Intervention de Cécile Martinat

Réunion du mercredi 4 septembre 2019 à 9h35
Commission spéciale chargée d'examiner le projet de loi relatif à la bioéthique

Cécile Martinat, présidente de la Société française de recherche sur les cellules souches, directrice de l'I-Stem (Institut des cellules souches pour le traitement et l'étude des maladies monogéniques), directrice de recherche à l'Institut national de la santé et de la recherche médicale (INSERM) :

La compétition internationale existe, nous n'allons pas nous mentir. C'est à nous de voir quelles sont les limites à ne pas franchir. Si je reprends l'exemple des bébés CRISPR qui a été annoncé au cours d'une conférence internationale, le scientifique croyait faire un éclat et montrer toute la pertinence de son travail, mais nous sommes tous intervenus afin de dénoncer cela. Nous appliquons une forme d'auto-régulation, par notre formation et le fait de se demander quelles sont les limites à ne pas dépasser.

DONNÉES ENREGISTRÉES:

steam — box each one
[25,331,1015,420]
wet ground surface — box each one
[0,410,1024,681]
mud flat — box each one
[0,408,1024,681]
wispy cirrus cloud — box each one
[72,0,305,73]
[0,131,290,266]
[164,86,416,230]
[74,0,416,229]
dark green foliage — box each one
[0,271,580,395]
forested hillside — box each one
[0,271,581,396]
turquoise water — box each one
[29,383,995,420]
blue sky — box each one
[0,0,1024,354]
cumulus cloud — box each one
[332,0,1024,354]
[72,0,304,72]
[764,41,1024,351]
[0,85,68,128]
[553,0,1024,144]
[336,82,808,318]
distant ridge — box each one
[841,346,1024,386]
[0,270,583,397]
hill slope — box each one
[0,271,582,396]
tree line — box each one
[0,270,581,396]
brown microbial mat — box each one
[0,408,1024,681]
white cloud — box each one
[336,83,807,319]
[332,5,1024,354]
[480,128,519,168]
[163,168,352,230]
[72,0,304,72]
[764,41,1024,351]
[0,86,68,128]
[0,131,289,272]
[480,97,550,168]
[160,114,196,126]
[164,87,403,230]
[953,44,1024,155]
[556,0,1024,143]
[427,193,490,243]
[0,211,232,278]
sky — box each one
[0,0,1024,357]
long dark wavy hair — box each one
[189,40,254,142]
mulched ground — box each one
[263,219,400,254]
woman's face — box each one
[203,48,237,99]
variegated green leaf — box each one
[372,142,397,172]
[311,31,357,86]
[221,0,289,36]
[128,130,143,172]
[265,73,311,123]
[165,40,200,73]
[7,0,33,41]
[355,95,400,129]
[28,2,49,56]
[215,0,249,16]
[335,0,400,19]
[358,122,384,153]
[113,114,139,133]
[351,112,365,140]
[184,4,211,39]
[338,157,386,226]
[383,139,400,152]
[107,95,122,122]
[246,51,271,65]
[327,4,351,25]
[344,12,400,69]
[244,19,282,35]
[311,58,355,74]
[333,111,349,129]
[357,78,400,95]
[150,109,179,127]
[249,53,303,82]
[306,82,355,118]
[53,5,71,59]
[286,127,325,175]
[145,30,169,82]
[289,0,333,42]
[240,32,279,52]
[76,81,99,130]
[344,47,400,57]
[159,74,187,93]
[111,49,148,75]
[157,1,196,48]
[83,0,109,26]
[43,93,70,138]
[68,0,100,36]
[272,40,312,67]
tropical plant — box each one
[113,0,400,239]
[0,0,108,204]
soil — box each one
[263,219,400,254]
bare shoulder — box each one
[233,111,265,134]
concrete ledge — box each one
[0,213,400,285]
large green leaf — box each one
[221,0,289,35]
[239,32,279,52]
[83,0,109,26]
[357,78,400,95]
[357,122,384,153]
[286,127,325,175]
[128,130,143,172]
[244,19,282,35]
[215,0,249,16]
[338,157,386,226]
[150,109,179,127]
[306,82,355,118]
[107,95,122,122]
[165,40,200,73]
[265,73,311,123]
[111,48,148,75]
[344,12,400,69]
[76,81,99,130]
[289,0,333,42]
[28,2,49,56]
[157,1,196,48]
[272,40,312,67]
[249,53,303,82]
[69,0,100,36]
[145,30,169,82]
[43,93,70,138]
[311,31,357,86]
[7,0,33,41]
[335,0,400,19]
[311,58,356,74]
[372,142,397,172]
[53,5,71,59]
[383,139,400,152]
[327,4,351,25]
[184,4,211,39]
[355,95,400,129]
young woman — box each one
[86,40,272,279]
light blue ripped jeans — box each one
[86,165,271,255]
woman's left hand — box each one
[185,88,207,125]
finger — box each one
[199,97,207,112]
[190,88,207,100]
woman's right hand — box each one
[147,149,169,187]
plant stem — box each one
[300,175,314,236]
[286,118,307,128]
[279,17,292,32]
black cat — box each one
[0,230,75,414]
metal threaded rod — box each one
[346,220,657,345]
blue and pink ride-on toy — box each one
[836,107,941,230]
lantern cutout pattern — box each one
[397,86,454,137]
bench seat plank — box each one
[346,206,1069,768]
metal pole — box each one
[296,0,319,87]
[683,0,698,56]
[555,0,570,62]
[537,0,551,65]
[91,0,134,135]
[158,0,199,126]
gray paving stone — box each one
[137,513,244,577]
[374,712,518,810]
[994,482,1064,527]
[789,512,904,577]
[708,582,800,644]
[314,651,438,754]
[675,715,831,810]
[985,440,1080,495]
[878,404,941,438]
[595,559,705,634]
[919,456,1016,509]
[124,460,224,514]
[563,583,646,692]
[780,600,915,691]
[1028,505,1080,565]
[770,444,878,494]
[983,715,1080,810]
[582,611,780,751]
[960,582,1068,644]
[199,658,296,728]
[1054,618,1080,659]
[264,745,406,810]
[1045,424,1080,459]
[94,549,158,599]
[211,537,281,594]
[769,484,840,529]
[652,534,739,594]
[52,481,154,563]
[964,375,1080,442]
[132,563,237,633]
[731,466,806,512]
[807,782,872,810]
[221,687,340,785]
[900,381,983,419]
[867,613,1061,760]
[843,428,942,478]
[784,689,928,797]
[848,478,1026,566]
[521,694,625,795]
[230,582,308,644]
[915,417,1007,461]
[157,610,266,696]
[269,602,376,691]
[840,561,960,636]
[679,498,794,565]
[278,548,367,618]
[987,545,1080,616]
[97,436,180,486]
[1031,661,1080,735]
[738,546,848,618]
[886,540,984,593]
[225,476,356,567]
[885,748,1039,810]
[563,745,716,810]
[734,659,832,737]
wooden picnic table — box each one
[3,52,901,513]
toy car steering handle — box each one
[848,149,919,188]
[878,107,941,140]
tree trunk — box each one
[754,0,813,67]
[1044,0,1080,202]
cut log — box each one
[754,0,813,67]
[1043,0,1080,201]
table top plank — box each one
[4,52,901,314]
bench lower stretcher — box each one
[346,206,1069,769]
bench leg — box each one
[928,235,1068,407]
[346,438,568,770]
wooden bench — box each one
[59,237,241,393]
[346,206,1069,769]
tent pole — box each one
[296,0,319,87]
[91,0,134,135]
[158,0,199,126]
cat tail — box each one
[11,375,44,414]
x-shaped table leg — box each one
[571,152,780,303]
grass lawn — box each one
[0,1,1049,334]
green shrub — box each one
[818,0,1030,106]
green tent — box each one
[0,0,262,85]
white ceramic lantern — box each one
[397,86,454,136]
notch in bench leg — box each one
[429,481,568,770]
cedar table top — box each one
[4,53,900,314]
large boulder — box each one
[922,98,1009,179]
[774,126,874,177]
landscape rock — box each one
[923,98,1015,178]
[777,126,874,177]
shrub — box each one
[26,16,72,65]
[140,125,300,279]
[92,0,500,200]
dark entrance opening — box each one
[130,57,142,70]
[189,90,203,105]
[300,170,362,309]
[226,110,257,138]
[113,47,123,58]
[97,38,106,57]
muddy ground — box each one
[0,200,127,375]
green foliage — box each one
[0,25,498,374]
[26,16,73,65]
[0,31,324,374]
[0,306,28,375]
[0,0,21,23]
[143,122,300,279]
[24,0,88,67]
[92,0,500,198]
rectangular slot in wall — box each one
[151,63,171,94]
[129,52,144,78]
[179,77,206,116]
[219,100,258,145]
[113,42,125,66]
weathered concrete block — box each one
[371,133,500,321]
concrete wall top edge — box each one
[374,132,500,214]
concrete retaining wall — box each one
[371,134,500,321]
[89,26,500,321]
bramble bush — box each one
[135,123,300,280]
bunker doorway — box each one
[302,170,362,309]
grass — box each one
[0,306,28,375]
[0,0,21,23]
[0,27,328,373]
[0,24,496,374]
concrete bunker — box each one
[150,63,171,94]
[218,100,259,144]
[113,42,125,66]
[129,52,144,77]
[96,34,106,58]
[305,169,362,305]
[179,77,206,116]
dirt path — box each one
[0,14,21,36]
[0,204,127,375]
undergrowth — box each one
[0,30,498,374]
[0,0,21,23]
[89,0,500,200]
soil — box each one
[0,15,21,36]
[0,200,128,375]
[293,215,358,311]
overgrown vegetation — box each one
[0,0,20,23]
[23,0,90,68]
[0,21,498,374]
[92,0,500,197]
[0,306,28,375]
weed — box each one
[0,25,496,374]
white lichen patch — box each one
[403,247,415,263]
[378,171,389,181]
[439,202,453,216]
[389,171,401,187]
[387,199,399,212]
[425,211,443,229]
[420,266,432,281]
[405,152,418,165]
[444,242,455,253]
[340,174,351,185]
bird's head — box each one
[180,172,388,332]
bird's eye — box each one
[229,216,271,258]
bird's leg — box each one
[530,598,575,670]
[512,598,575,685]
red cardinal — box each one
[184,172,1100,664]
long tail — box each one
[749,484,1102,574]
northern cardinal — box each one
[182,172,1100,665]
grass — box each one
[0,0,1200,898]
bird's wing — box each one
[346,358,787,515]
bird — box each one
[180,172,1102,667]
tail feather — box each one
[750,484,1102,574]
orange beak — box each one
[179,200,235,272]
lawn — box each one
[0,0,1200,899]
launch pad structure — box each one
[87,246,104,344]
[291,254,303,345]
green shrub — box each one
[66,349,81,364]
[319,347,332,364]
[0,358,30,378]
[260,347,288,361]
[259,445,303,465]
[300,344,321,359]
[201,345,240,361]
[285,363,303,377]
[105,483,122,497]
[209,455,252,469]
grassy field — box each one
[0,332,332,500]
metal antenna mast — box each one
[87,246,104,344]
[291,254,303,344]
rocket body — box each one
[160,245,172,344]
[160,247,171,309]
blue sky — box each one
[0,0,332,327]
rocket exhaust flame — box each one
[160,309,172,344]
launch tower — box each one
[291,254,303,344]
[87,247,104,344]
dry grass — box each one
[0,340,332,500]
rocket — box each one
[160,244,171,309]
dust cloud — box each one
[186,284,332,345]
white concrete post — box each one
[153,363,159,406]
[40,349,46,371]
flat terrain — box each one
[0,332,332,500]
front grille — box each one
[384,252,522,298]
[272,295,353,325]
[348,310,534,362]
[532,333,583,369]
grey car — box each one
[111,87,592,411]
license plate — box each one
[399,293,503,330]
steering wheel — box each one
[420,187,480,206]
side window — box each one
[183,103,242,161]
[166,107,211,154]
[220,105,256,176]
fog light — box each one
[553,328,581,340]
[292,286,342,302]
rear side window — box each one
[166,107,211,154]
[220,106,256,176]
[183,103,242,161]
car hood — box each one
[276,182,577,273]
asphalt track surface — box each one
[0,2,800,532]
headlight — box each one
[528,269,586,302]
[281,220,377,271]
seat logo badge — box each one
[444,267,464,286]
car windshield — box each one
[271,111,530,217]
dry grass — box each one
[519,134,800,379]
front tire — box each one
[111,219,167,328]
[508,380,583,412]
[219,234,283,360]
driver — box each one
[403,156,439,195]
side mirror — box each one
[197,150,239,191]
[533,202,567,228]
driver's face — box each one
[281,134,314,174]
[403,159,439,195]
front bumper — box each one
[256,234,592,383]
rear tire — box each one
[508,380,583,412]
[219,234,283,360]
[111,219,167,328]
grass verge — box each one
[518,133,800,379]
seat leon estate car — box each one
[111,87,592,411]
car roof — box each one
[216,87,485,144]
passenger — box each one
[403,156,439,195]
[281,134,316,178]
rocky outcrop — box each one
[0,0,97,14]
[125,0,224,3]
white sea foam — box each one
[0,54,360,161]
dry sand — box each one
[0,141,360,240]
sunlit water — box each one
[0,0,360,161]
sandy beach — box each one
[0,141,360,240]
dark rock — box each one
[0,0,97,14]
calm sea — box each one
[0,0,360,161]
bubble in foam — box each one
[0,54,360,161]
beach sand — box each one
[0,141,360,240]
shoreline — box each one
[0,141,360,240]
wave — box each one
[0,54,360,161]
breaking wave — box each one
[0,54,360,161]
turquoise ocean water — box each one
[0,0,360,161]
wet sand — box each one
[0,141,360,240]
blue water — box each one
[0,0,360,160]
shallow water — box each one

EXPLORER LE CONTENU:
1: D'après l'intervention de Cécile Martinat, à quelle occasion l'exemple des bébés CRISPR a-t-il été annoncé ?
2: Poursuivez, s'il vous plaît, l'intervention de Cécile Martinat à partir de sa dernière phrase.
Les items forment un matériau distinct de l'intervention de Cécile Martinat.

RÉPONSES AUX TÂCHES:
1: Au cours d'une conférence internationale.

2:
Je voudrais revenir sur la distinction juridique entre embryon et cellules souches embryonnaires humaines. Il est vrai que les cellules souches embryonnaires humaines sont porteuses d'espoir en thérapeutique. Maintenant, elles ne sont d'ailleurs plus seulement porteuses, puisque nous arrivons à démontrer qu'elles peuvent vraiment constituer une source de matériel pour des applications thérapeutiques. Leur usage doit tout de même être différencié de la recherche sur l'embryon. Pour nous, ces cellules n'ont plus rien à voir avec un embryon. Nous avons parlé du principe de la dérivation et il faut savoir qu'à partir du moment où nous dérivons une lignée, elle est utilisable pendant un certain temps. Certes, nous continuons et continuerons dans le futur à devoir dériver des lignées, mais les dérivations ne se font pas de façon fréquente. À ma connaissance, en France, depuis cinq ans, il n'y a pas eu de dérivation indépendante d'un diagnostic préimplantatoire. Il ne faut donc pas forcément restreindre l'utilisation de ces cellules.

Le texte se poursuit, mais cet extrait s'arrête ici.